**Provided text**:
The nail in the coffin for Eclipse's subversion usage ultimately was Git and GitHub. Whatever your personal preferences of (D)VCS are, there can be no doubt that GitHub has transformed the industry in adopting DVCS, and more specifically, Git. Not only that, but with Eclipse being swayed by Git, and Apache's read-only Git mirrors, it's clear that the majority of foundations are leaning towards Git support. (Google Code remains the outlier with Hg; in part, due to its implementation in Python – but in future, Google Code will support Git as well).

EGit is the set of Eclipse UI libraries that integrate with the Team providers, whilst it relies on a re-implementation of the core Git libraries in Java, JGit. As well as powering EGit, JGit also powers the runtime inside Gerrit, a popular review tool (which I've written about before), as well as a port to Android in the form of Agit.

One of JGit's advantages is that the Git on-disk format is both well documented and well understood. In fact, it's this on-disk format that has resulted in most of the additional libraries and tools being made available; instead of having to call out to a specific blessed library (like SVN and Hg do), a Git client is capable of creating its own tree from content in an existing Git repository. Pretty much every Git tool reads, processes and generates trees of objects and references to those.

Using EGit

Most of the Eclipse Indigo release packages already have EGit in place; but if not, it's a simple operation to go to the EGit entry on Eclipse Marketplace to download it into your client. Whilst Helios shipped with a 0.12 version in service release 2, Indigo ships with version 1.0 – although that can also be installed in a Helios runtime if you want to add the update site to your runtime.

There's a lot of good documentation on the EGit wiki that includes my Git for Eclipse Users, which gives a good background in Git for those who aren't aware. But there's also lots of screenshots to show you how to get things done as well.

Unlike CVS/SVN repositories, a Git repository will exist on your machine and your project will be hosted out of that. It's not recommended to create Git repositories under the workspace directory – Eclipse doesn't tend to like that. When you create a new Git repository (from the Git Repositories view, or from a newly shared project), it will default to putting it in ~/git. you can then create projects underneath that location, or share a project and choose that Git repository.

The other aspect to note is all projects in a Git repository share the same branch. If you have two projects, both on master, then if you switch branch on one project (say, to release37) then both projects branches will be changed. If you don't want that, you can create a clone of the Git repository locally, and remap the project to the local clone. However, this is likely to cause confusion if you do this normally.

**Provided material**:

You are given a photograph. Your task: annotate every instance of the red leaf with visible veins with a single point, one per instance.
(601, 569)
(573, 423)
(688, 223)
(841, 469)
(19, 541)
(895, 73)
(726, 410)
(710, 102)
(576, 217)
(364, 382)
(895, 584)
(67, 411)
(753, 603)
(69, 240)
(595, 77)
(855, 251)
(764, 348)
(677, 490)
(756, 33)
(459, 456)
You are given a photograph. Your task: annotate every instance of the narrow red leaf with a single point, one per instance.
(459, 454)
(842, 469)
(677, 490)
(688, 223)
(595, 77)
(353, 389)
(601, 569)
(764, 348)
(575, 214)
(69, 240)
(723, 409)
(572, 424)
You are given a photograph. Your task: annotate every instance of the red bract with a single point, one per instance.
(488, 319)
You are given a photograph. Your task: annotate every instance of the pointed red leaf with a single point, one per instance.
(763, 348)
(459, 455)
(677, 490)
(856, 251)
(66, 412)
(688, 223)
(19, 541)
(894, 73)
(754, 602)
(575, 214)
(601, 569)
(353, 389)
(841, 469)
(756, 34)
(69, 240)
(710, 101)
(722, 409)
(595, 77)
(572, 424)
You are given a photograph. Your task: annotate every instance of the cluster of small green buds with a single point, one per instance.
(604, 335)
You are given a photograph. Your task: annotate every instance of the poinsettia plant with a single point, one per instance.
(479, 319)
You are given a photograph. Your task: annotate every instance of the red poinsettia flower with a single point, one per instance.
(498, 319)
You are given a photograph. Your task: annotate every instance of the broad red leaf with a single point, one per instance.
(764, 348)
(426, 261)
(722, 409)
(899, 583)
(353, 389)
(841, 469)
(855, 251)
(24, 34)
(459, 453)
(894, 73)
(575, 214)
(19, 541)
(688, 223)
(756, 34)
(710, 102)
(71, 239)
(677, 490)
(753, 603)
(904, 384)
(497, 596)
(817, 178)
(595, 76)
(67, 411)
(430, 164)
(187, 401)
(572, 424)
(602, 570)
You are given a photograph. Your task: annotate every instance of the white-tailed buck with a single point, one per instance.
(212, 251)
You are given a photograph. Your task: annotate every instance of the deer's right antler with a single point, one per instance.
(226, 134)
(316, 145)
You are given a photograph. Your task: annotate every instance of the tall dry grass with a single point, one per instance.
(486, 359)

**Tasks to carry out**:
[A] Answer these questions from the text about Git in Eclipse, each on its own line:
(i) Which version of EGit ships with Indigo?
(ii) Where does Eclipse put a newly created Git repository by default?
(iii) If two projects in one Git repository are both on master and you switch branch on one of them, what happens to the other?
[B] Reproduce the entries word for word, beginning with the line that contains "plant with a single point, one per instance." and continuing through the final line of the entries.

**Results for the exercise**:
[A]
(i) Version 1.0.
(ii) In ~/git.
(iii) Its branch changes too, because all projects in a Git repository share the same branch.

[B]
You are given a photograph. Your task: annotate every instance of the poinsettia plant with a single point, one per instance.
(479, 319)
You are given a photograph. Your task: annotate every instance of the red poinsettia flower with a single point, one per instance.
(498, 319)
You are given a photograph. Your task: annotate every instance of the broad red leaf with a single point, one per instance.
(764, 348)
(426, 261)
(722, 409)
(899, 583)
(353, 389)
(841, 469)
(855, 251)
(24, 34)
(459, 453)
(894, 73)
(575, 214)
(19, 541)
(688, 223)
(756, 34)
(710, 102)
(71, 239)
(677, 490)
(753, 603)
(904, 384)
(497, 596)
(817, 178)
(595, 76)
(67, 411)
(430, 164)
(187, 401)
(572, 424)
(602, 570)
You are given a photograph. Your task: annotate every instance of the white-tailed buck with a single point, one per instance.
(212, 251)
You are given a photograph. Your task: annotate every instance of the deer's right antler with a single point, one per instance.
(226, 134)
(316, 145)
You are given a photograph. Your task: annotate every instance of the tall dry grass with a single point, one per instance.
(486, 359)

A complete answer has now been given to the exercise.